§ Task description:
In the items below, take the stretch from the line containing "the ceiling, reporting" through the line containing "x=161, y=83" and swap "blue face mask" for "blue surgical mask", leaving everything else untouched. Return only those revised lines.

— START OF Records for this exercise —

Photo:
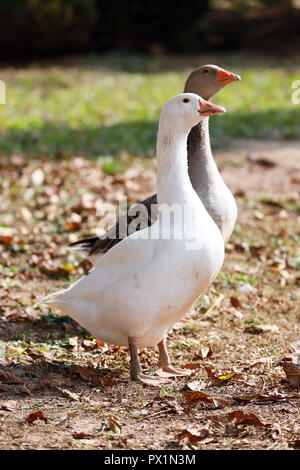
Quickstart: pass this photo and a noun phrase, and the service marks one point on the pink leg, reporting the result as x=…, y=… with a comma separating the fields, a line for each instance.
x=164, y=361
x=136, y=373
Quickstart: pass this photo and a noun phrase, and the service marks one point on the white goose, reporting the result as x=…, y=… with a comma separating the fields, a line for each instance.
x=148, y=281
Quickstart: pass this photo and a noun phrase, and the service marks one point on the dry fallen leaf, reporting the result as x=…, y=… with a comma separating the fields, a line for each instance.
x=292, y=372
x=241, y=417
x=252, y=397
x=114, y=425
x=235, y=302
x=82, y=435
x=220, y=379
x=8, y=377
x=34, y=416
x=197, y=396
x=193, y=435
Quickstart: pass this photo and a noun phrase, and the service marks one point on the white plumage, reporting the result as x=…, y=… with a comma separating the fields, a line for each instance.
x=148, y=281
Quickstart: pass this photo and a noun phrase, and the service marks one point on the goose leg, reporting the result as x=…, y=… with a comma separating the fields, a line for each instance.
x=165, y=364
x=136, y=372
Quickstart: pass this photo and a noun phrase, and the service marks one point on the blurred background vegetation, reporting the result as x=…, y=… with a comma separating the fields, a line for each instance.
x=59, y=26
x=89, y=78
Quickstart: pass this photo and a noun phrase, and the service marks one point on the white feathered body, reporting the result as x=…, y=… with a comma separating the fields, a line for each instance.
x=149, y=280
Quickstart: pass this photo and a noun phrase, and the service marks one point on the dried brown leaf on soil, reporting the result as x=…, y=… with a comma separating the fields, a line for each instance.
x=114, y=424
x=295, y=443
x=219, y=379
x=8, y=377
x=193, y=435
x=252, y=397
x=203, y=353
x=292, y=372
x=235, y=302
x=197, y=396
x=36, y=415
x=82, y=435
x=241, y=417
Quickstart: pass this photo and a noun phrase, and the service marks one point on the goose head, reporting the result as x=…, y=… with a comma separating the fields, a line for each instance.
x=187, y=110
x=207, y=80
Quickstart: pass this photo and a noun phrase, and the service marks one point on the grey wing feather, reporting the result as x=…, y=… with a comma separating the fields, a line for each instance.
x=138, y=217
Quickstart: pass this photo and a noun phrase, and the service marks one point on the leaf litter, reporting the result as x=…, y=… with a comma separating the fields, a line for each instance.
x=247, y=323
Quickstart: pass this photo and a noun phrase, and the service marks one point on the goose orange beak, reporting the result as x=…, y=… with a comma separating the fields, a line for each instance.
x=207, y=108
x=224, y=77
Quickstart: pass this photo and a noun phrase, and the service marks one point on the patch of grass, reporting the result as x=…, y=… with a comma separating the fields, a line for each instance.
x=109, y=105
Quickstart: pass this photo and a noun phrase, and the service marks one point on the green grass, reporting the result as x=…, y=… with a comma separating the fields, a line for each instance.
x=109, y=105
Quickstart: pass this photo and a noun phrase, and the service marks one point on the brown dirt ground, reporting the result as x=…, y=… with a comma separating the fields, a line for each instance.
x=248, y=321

— END OF Records for this exercise —
— START OF Records for this exercise —

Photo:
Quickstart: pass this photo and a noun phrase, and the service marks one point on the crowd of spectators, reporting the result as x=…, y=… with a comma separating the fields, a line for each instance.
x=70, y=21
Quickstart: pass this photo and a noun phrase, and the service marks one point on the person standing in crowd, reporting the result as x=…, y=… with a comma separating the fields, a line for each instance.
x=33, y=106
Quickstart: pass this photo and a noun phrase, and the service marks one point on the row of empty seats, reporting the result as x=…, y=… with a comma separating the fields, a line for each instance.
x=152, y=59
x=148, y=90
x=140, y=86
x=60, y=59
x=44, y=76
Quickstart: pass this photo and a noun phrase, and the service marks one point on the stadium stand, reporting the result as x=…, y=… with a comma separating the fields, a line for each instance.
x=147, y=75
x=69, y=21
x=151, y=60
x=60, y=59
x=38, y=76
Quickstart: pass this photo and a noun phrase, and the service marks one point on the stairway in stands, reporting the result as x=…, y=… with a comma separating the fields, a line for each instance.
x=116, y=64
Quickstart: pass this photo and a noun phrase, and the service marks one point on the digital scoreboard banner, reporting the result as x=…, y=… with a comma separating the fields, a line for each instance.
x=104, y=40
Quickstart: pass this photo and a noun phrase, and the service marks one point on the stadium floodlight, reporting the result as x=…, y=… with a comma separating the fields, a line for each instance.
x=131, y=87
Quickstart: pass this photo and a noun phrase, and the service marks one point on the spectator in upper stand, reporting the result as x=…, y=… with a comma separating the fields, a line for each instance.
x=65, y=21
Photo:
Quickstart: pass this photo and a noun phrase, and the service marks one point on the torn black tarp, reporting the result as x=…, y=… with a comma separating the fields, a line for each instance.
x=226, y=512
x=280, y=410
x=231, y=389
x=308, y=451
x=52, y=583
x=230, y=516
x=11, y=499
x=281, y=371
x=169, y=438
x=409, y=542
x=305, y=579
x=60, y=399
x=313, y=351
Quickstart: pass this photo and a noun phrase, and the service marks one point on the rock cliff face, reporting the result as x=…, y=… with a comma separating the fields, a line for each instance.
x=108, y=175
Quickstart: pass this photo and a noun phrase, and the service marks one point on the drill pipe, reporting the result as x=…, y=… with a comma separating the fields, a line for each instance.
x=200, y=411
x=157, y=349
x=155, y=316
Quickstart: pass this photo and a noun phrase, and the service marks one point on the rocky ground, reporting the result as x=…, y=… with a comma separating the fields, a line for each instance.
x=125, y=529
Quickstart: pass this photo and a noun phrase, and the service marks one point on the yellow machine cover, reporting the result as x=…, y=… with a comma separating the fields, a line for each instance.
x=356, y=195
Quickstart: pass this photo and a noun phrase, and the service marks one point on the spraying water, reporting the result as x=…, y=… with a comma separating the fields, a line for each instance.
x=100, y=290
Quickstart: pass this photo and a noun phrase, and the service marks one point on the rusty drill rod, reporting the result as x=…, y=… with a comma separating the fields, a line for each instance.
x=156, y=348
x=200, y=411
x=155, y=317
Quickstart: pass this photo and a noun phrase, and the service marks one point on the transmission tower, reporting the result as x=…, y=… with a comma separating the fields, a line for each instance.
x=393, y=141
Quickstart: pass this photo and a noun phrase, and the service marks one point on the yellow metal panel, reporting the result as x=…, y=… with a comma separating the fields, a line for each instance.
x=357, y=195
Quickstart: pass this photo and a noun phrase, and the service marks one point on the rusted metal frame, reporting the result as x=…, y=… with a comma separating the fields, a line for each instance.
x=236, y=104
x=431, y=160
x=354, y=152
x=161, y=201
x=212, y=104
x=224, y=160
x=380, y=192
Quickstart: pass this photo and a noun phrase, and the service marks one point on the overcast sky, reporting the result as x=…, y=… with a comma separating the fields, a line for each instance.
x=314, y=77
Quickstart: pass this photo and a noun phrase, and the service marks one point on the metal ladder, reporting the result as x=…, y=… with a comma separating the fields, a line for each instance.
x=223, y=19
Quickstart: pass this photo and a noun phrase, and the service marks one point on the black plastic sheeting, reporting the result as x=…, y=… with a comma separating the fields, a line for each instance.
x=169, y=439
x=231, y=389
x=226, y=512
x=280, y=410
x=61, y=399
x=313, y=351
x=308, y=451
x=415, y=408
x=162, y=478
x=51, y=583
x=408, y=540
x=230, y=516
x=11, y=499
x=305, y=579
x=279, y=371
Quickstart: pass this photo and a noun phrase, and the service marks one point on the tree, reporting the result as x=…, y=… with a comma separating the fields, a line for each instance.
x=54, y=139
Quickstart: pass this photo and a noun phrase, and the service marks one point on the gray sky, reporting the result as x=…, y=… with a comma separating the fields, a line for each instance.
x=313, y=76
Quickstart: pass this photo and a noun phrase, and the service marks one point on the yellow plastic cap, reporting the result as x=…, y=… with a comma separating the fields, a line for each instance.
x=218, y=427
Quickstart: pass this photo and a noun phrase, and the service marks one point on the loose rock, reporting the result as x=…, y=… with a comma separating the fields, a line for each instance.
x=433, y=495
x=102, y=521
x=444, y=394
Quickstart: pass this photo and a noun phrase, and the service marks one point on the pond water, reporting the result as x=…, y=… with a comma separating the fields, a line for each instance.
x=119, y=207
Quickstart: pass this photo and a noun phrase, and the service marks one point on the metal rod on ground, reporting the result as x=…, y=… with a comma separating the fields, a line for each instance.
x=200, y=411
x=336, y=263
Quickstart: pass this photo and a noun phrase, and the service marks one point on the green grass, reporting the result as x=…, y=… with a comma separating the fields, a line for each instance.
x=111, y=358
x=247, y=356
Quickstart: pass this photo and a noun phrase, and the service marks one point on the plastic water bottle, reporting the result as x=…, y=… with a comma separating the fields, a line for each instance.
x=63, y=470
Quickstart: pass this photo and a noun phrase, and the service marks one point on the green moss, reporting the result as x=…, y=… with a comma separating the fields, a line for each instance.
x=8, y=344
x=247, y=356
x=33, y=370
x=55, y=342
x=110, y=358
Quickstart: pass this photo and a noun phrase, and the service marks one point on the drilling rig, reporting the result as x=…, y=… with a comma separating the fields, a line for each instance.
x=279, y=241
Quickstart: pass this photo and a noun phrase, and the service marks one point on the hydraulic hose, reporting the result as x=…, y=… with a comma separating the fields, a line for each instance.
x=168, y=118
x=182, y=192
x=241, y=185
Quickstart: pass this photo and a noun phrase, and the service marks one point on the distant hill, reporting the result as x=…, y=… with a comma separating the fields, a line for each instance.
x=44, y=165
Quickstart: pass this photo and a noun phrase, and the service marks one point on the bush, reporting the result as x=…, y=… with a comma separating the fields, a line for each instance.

— END OF Records for this exercise —
— START OF Records for this exercise —

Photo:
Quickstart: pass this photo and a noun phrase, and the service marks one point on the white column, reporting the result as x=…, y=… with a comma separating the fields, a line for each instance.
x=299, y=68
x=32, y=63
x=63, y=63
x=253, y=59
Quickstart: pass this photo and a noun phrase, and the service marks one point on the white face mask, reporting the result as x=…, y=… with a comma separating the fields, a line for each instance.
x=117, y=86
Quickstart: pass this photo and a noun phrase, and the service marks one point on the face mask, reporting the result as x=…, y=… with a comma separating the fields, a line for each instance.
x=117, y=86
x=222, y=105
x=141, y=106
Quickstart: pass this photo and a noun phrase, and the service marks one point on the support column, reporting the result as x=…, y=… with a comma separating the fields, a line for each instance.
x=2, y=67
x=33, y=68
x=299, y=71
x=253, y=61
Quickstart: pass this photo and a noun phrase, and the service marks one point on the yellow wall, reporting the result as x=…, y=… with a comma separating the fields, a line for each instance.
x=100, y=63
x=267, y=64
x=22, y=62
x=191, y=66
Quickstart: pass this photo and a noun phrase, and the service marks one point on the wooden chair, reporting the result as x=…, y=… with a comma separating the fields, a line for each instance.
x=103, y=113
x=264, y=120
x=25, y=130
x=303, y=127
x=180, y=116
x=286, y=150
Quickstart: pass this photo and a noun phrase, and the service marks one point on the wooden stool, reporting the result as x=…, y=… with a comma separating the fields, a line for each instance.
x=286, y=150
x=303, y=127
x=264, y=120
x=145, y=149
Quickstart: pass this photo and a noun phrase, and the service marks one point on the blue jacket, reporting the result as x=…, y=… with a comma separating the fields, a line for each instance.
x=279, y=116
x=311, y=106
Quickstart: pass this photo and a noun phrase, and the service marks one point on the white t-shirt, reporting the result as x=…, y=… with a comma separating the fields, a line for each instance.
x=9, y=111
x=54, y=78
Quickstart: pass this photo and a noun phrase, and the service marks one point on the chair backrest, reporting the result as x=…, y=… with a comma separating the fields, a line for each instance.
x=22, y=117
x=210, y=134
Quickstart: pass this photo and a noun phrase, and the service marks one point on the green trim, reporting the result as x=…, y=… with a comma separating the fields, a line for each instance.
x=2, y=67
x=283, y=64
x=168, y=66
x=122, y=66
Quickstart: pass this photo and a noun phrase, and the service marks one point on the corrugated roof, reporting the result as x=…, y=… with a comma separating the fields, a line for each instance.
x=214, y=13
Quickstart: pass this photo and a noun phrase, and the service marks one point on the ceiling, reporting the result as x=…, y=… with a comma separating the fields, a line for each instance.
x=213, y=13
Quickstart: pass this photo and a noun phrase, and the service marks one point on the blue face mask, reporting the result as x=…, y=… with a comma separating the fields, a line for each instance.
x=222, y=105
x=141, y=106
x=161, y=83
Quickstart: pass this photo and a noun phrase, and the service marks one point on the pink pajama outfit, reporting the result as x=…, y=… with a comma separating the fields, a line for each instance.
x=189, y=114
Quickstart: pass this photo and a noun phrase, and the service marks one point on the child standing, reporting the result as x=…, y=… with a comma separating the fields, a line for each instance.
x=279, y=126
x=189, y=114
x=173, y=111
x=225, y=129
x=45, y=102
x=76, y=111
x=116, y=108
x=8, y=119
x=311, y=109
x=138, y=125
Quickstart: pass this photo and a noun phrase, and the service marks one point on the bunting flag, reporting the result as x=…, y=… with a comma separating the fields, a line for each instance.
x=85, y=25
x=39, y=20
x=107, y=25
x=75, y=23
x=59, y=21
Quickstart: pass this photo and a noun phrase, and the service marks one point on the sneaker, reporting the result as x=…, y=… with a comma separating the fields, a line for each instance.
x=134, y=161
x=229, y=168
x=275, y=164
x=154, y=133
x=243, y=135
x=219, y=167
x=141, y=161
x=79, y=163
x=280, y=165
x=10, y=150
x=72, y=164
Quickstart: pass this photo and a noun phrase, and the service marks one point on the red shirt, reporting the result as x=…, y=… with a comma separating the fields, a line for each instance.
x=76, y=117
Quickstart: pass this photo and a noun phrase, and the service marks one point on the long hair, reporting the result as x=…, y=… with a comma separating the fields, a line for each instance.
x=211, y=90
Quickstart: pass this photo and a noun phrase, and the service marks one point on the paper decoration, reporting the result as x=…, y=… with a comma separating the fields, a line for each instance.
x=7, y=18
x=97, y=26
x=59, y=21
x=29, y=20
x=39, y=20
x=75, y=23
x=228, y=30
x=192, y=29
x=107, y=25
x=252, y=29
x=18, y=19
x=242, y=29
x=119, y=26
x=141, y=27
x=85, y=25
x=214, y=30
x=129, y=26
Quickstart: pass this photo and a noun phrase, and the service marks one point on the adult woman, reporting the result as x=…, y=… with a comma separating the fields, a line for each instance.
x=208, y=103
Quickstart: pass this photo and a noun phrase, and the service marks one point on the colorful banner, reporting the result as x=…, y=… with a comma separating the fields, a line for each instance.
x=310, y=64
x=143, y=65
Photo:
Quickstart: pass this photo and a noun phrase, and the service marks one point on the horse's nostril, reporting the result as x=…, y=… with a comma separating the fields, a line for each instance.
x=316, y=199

— END OF Records for this exercise —

§ Solution for this problem:
Quickstart: pass this photo and a noun phrase, and the service marks one point on the ceiling, reporting the result as x=…, y=… with a comma separating the fields, a line for each instance.
x=213, y=13
Quickstart: pass this photo and a noun phrase, and the service marks one point on the blue surgical mask, reporting the result as x=…, y=… with a comma separating the fields, a line for each instance.
x=222, y=105
x=141, y=106
x=161, y=83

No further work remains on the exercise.